What the task requires: Quote the entries below word for word, starting at the line that contains "of the dark" and ending at the line that contains "0 169 L 256", with both of those lines included.
[Start of Data for the task]
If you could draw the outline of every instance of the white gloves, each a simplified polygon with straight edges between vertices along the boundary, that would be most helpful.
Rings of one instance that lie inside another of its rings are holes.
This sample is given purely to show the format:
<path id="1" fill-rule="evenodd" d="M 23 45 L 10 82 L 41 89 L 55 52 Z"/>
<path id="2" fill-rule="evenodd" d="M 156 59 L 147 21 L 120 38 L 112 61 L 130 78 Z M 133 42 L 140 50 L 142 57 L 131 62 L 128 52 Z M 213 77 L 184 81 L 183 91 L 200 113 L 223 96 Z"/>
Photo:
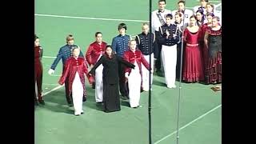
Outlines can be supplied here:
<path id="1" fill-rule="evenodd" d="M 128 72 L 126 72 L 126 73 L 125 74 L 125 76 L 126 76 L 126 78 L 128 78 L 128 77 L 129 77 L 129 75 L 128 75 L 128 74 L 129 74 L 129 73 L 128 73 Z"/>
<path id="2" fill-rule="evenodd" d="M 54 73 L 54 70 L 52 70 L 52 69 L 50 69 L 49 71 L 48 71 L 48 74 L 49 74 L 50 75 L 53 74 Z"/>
[End of Data for the task]
[Start of Data for the task]
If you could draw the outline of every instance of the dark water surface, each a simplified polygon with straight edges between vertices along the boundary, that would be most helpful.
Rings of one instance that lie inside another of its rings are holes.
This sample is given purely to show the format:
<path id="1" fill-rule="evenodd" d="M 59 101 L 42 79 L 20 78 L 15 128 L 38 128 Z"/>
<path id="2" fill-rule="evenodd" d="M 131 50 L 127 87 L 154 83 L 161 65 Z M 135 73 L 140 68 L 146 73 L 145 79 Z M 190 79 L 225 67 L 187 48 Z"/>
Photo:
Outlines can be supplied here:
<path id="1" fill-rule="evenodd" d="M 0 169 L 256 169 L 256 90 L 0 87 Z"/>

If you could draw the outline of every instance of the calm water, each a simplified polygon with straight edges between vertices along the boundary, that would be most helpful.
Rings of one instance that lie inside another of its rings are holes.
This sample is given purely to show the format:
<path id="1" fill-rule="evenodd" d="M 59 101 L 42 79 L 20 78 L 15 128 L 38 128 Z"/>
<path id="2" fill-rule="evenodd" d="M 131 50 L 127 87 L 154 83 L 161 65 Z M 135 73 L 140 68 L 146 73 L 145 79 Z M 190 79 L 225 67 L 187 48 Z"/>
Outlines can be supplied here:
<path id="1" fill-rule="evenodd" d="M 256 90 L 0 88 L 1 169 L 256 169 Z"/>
[End of Data for the task]
[Start of Data for the task]
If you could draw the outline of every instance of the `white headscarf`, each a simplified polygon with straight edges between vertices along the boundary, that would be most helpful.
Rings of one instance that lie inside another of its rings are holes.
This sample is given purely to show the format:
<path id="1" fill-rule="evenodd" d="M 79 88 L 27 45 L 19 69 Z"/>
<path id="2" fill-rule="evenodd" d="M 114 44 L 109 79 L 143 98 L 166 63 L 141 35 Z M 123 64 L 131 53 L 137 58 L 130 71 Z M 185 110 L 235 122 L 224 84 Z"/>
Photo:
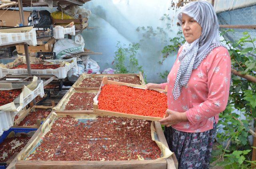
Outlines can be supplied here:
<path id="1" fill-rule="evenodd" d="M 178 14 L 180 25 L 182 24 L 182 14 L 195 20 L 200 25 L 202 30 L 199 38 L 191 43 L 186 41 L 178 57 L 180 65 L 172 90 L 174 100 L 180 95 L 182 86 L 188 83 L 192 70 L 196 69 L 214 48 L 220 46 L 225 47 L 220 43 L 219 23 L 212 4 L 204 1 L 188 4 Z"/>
[End of Data for the task]
Result:
If you could draw the outline of every instance of the dark water surface, each a simplified polygon with straight edges between vertices along the boundary, that would be most helpful.
Rings of one instance that lie inside another of its rings are holes.
This sample is given purely to show the format:
<path id="1" fill-rule="evenodd" d="M 59 101 L 42 79 L 20 78 L 15 128 L 38 128 Z"/>
<path id="2" fill-rule="evenodd" d="M 131 50 L 127 87 L 154 83 L 161 65 Z M 135 73 L 140 68 L 146 73 L 145 79 Z M 190 79 L 225 67 L 187 48 Z"/>
Photo:
Outlines can be supplied here:
<path id="1" fill-rule="evenodd" d="M 0 169 L 256 169 L 256 90 L 0 87 Z"/>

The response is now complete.